**SHORT TASK**
Rewrite the data from the line with "bronze equestrian statue" through the end, including both ends and only those lines. Copy the request lines unchanged, and scale each answer coordinate by 1.55, rounding to a whole number with halves rounded up.
##############################
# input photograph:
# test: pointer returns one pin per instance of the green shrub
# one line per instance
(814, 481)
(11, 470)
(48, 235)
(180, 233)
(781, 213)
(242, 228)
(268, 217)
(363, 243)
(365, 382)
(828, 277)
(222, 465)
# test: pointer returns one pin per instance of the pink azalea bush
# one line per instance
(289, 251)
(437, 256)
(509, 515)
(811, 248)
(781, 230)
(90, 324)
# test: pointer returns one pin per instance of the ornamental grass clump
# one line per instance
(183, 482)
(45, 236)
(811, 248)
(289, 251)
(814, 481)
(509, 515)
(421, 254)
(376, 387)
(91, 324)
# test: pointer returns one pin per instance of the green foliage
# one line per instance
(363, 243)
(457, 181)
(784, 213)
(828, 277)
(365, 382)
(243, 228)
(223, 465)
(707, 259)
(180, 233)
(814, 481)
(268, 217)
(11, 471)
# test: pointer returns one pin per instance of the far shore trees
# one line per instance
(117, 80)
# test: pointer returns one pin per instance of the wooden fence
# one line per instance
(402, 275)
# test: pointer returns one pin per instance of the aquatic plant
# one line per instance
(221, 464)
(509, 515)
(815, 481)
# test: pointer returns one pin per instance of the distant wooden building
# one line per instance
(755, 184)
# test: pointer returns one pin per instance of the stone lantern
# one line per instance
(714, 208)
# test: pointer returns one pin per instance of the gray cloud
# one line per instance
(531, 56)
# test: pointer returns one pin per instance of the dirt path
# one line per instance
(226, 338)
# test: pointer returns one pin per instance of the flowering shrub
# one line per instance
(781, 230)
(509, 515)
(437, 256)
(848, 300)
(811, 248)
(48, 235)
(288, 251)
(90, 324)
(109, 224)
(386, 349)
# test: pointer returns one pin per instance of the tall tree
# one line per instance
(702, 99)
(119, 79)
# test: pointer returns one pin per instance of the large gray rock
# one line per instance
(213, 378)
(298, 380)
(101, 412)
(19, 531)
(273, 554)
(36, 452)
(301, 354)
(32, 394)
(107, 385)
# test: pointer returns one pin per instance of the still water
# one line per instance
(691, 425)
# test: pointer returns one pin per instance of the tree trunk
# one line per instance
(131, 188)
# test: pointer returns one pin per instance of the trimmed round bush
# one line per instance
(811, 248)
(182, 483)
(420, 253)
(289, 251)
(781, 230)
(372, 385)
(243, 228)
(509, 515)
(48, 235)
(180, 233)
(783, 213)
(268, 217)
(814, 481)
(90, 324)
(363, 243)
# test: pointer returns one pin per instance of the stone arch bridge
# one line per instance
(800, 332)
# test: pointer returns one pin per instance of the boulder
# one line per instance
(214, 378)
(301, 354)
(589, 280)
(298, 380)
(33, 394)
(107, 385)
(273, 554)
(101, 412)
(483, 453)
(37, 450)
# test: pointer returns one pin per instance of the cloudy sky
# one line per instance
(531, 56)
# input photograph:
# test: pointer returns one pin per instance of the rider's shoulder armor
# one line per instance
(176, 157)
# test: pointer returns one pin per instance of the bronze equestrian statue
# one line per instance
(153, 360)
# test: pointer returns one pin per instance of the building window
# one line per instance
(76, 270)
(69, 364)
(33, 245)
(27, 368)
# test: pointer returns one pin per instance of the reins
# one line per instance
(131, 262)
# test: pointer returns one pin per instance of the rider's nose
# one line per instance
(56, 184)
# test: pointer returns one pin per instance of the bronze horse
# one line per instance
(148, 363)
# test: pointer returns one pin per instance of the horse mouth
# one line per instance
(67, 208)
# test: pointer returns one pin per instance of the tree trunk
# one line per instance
##############################
**WRITTEN REPLY**
# test: pointer returns one pin per instance of the bronze equestrian statue
# one line per instance
(237, 558)
# test: pointer returns one pin per instance of the building window
# one line per instance
(118, 419)
(107, 564)
(51, 380)
(42, 570)
# test: pointer returns one pin per instance of the reins
# one line per instance
(203, 406)
# test: pointer returns one pin per instance of the rider's nose
# one line per instance
(87, 285)
# test: pointer returns one pin per instance of the bronze horse
# one line per instance
(229, 563)
# test: pointer returns one pin per instance of the horse mouth
# one line per instance
(104, 322)
# test: pointer returns one pin per instance of the tree trunk
# one line per instance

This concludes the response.